##### Extract to read #####

Tuesday, June 27, 2006

Parenti Update; Quote of the Day

For the few people out there who care (Adrian, Duhalde, and Matt May, I'm looking in your direction...), the Parenti interview will not be up for another weak or two due to some technical problems. Apparently my recorder did not record the audio of our phone conversation at a loud enough volume, so it will take quite a while to transcribe.

In the meantime, I encourage you to munch on this cartoon:

5 Comments:

Blogger Evan McLaren said...

Haha! I suspect I may have been the cause of this post. I'm happy that Ben's tone remains friendly with me even though I bombed the Left with accusations in my last comment. Bravo. On to the cartoon!

Are there people in the world who exhibit this degree of callousness? Certainly. The other day I was denouncing the Allied firebombing of Dresden in front of a relative--in this maneuver, Churchill attempted to impress Stalin with the might of the Western armies by levelling one of the cultural jewels of Europe and destroying over 150,000 innocent men, women, and children in the process. My relative's response? "Shit happens". What is left to do or say, in that situation?

So, I'm sure some Haliburton types are apologizing for their profits with statements of bare unconcern . . . one likely frame of mind, I think, is that war will occur without or without me (war profiteer), so better I profit then someone else.

Another likely frame of mind is patriotism, that the American cause is just and anyone backing it should feel proud.

##### Stored rows #####

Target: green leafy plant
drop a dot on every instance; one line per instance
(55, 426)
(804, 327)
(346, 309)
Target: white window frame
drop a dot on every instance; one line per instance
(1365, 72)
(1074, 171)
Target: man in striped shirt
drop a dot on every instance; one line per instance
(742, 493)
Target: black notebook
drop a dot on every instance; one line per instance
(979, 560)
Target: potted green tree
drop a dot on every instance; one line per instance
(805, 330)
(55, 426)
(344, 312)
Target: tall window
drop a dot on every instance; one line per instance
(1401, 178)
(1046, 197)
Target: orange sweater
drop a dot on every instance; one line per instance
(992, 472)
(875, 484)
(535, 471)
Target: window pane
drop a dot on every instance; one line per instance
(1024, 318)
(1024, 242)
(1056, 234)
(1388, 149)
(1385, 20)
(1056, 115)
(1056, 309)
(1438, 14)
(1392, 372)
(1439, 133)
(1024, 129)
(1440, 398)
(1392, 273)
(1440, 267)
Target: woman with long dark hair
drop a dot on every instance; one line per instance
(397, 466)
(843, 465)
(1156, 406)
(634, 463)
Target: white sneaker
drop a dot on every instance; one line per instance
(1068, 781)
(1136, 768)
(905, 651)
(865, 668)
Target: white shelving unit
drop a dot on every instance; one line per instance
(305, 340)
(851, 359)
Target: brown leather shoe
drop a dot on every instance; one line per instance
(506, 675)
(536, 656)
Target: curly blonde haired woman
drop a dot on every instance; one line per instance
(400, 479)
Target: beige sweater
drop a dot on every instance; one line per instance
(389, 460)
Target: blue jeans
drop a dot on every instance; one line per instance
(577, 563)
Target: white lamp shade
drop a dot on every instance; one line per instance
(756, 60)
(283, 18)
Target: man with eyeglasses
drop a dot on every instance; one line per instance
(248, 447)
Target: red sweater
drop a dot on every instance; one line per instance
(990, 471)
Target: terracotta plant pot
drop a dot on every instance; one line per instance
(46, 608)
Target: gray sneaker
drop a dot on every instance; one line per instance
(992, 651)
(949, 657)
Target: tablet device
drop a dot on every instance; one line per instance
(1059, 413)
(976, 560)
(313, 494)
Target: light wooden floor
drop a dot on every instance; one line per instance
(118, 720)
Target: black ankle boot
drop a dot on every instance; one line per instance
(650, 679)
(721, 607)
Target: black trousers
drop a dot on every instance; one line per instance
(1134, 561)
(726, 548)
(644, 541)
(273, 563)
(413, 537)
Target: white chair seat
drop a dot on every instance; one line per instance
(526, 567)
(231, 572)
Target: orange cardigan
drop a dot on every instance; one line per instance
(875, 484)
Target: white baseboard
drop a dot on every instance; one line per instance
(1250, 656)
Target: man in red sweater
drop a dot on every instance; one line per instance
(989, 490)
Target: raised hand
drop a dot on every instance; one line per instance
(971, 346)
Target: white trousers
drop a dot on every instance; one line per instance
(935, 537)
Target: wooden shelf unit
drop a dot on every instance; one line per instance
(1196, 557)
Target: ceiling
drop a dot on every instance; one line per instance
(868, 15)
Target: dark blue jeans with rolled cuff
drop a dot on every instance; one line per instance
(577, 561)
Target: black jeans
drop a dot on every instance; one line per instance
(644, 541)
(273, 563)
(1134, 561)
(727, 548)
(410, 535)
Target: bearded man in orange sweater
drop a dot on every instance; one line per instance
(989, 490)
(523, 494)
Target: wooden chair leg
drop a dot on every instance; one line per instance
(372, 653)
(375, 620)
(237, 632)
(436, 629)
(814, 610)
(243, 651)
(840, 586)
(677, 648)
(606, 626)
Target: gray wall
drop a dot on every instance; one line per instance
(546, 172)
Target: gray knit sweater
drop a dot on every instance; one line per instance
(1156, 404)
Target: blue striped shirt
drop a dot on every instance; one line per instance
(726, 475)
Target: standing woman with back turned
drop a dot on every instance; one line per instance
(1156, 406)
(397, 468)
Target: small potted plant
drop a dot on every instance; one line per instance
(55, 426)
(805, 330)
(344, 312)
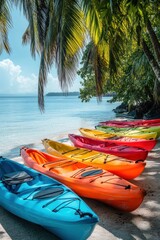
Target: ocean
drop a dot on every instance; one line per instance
(22, 123)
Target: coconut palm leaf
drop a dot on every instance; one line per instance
(5, 24)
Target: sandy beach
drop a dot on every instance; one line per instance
(141, 224)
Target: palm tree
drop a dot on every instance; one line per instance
(5, 24)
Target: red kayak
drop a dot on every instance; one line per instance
(135, 123)
(132, 142)
(131, 153)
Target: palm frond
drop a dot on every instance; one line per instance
(5, 24)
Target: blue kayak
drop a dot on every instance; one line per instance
(44, 201)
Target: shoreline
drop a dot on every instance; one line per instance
(141, 224)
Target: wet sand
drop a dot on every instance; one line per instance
(141, 224)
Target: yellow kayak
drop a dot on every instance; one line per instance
(122, 167)
(127, 141)
(133, 129)
(129, 133)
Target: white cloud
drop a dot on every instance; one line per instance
(12, 80)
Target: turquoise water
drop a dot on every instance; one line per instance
(21, 122)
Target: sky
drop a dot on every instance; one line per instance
(18, 70)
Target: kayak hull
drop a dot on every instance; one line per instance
(128, 133)
(122, 167)
(131, 153)
(38, 195)
(131, 142)
(87, 181)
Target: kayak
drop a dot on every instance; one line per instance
(135, 123)
(86, 181)
(132, 153)
(122, 167)
(128, 133)
(44, 201)
(134, 129)
(127, 141)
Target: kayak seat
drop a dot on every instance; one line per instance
(48, 193)
(14, 180)
(38, 157)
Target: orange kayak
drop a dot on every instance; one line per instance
(86, 181)
(127, 169)
(132, 153)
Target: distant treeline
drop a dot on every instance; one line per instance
(73, 94)
(63, 94)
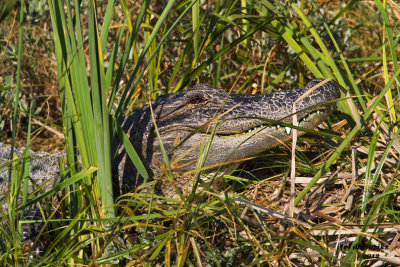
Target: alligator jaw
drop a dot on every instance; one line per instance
(232, 127)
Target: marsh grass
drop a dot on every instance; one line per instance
(250, 46)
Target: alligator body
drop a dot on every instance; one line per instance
(233, 127)
(224, 128)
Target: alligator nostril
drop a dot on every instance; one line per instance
(197, 100)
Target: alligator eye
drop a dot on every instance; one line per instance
(196, 100)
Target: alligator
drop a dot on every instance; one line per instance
(224, 128)
(227, 128)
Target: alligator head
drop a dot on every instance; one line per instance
(224, 128)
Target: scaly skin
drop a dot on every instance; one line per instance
(234, 122)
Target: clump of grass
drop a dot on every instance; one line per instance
(251, 47)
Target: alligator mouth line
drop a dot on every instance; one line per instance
(279, 125)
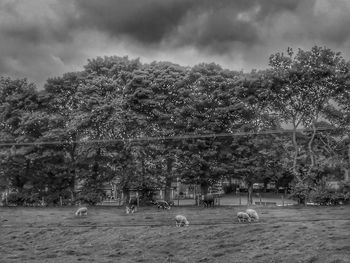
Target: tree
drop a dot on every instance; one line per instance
(302, 87)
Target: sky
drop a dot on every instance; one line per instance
(40, 39)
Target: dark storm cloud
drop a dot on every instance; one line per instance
(208, 22)
(45, 38)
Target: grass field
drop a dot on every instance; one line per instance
(107, 234)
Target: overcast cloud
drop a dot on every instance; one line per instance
(46, 38)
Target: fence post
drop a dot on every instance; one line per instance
(137, 199)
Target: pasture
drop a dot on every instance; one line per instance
(107, 234)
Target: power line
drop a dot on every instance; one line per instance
(179, 137)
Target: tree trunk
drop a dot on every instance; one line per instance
(311, 153)
(204, 188)
(296, 151)
(168, 180)
(250, 193)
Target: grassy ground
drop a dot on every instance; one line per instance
(107, 234)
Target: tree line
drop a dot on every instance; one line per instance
(144, 125)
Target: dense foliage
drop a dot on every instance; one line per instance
(145, 125)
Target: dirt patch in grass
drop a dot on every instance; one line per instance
(107, 234)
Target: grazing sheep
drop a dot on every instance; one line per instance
(81, 211)
(181, 221)
(130, 209)
(208, 200)
(243, 217)
(162, 204)
(252, 214)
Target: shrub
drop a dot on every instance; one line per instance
(300, 191)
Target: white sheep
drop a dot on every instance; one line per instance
(181, 221)
(130, 209)
(243, 217)
(252, 214)
(81, 211)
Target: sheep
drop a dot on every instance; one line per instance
(181, 221)
(243, 217)
(208, 200)
(252, 214)
(81, 211)
(162, 204)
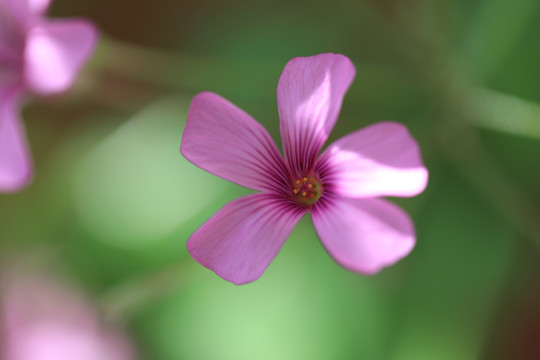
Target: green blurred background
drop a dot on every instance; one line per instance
(113, 201)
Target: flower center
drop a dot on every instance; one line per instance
(307, 190)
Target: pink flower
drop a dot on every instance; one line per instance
(44, 320)
(38, 56)
(340, 187)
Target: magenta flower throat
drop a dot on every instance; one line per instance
(340, 187)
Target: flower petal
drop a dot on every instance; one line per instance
(224, 140)
(364, 235)
(239, 242)
(379, 160)
(55, 52)
(15, 160)
(309, 95)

#####

### Aim 1
Answer these questions about the Parenti blog post:
(a) What did the recorder fail to do during the phone conversation?
(b) Which city's firebombing was the commenter denouncing in front of a relative?
(c) According to the comment, whom did Churchill attempt to impress?
### Aim 2
Carry the Parenti blog post forward from its last sentence, in the commenter's voice.
You won't need the data for any of this.

### Written response 1
(a) It did not record the audio at a loud enough volume.
(b) Dresden.
(c) Stalin.

### Written response 2
Anyways, it's not difficult to discover businessmen whose pockets are deepening with war profits. I was reading yesterday about the network of permanent bases the government is planning for Iraq, each very expensive and very plush. The Baghdad embassy itself, boasts "twenty-one buildings, 619 apartments with very fancy digs for the big shots, restaurants, shops, gym facilities, a swimming pool, a food court, a beauty salon, a movie theater... and, as the Times of London reports, ‘a swish club for evening functions.'" It's cost? almost $600 million. Wonder where all the contracts are going for that.

But, first, I'll simply point out that the system I advocate, pure capitalism or private property anarchism, would not allow this situation. Corrupt businessmen could be as corrupt as they wanted, but it's hard to see how that would bring them profits. Where institutions must rely for survival and success on their capacity to satisfy consumers, they are forced to contribute to the "Common Good". Where businessmen are shielded by state subsidies, forcefully-imposed monopolies, and other imaginative government delights, they're no longer bound to serve consumers and society.

Second, our implicit aim here is to discover final causes. Readers of this blog discover them in capitalism and profits--capitalism causes or contributes to war. This allows an opportunity to quote Murray Rothbard, whom I cited recently on my blog:

"There's a rational conspiracy view of history, and an irrational, sort of sloppy conspiracy theory of history. The sloppy view only says 'cui bono' [who benefits] and then says, Ah ha! These guys are responsible! They're evil and so forth . . . The rational conspiracy theorist looks more deeply and asks, 'Who caused these measures? Who lobbied for them? Who continues to lobby for them?' . . . This makes him a scholar instead of a hopped up paranoid. So scholarship is essentially confirming your early paranoia through a deeper factual analysis."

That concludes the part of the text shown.